Much of the trouble has taken place at the Damascus Gate of Jerusalem’s Old City. During their holy month of Ramadan, Muslims often gather here in the evening after a day of fasting.

“So definitely, on Ramadan spiritual fervors are higher and this is exactly what people from Hamas like to, you know, hit the spot when people are already feeling more religious fervor,” Hassan-Nahoum told CBN News.

In a sermon given at Al Aksa mosque on the Temple Mount and posted online by 0202 Points of View from Jerusalem, however, Sheikh Dr. Mustafa Abu Sway condemned the attacks.  

“Only yesterday, a number of youngsters threw hot coffee on the face of an honorable Haredi man. These are religious people. Such behavior is not Islamic in any way, shape or form,” the Sheikh said.

“One of them laughed, came and threw hot coffee on his face - from where did he find justification for such an act? This is no laughing matter! We are obligated to conduct ourselves only according to the light of the morality of Islam,” Abu Sway added.

Complicating the matter though, is a small Jewish group called Lehava, which attacked Arabs in the streets of Jerusalem. The group opposes Jewish assimilation and is opposed to most personal relationships between Jews and non-Jews.

“They’re definitely a bunch of hooligans that are organized by a very horrible man with a sinister agenda. But this is a very small fringe group that everybody condemns including the mayor of Jerusalem,” Hassan-Nahoum said.  

“When they’re not attacking Arabs, they’re attacking all sorts of other people in the city, like the LGBT community for example,” she added.

* * *

- _Requests_
1. Revise the Jerusalem article from "Much of the" to "told CBN News.", replacing "evening" with "night".
2. Continue the article on unrest in Jerusalem from its final sentence.
The records have no connection to the article on unrest in Jerusalem.

- _Dataset extract_
* * *

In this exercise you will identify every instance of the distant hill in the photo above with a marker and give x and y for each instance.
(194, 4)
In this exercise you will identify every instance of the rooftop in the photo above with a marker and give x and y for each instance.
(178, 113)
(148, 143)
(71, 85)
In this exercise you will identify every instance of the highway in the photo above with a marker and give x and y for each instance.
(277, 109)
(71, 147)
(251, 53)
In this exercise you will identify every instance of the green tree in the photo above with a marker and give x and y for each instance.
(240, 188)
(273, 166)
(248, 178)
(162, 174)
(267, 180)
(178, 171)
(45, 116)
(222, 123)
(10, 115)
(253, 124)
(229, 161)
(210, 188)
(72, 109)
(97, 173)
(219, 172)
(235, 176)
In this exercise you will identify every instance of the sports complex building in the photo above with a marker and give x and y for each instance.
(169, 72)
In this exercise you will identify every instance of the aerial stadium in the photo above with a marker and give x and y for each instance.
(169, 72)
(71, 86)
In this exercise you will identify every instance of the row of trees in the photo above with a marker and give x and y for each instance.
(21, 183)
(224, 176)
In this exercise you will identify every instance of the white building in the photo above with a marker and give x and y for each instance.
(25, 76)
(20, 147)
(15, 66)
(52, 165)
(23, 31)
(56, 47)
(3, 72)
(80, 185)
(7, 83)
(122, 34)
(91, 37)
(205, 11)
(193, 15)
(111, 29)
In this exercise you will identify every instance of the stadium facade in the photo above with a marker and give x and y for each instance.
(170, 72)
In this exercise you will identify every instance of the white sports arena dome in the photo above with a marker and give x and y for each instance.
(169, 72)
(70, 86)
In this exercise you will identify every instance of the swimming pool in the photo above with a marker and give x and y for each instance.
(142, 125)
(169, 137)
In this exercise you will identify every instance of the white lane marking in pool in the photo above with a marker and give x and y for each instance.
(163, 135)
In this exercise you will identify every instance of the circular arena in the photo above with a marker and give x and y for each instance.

* * *

- _The answers_
1.
Much of the trouble has taken place at the Damascus Gate of Jerusalem’s Old City. During their holy month of Ramadan, Muslims often gather here in the night after a day of fasting.

“So definitely, on Ramadan spiritual fervors are higher and this is exactly what people from Hamas like to, you know, hit the spot when people are already feeling more religious fervor,” Hassan-Nahoum told CBN News.

2.
CBN News has covered Lehava before… in 2019, the same group became violent in a protest against Messianic Jews at a Jerusalem congregation.

But Hassan-Nahoum feels there’s more to this recent outbreak. 

“I don’t think this violence, especially from the Arab side is spontaneous. I think there’s something more sinister behind it. We’ve seen the fact that the rocket fire started from Gaza to the southern Israeli towns at the same time.  

Marcus sees election politics as the source of this latest violence.

“In the past, when there’s talk about elections both Hamas and the Palestinian Authority would increase the violence and the terror. In fact, we’ve had full terror waves in the past, because the way Hamas and Fatah, compete for votes and compete for popularity is through terror and killing Israelis,” Marcus told CBN News.

Marcus uses the 2014 Gaza War against Israel as a prime example.  That year, Palestinian election polls showed the Fatah party clearly leading over Hamas.  Sensing a loss, Hamas kidnaped and murdered three Israelis as they waited for a bus in the West bank.  That led to war, Hamas rose in the polls and the elections were cancelled.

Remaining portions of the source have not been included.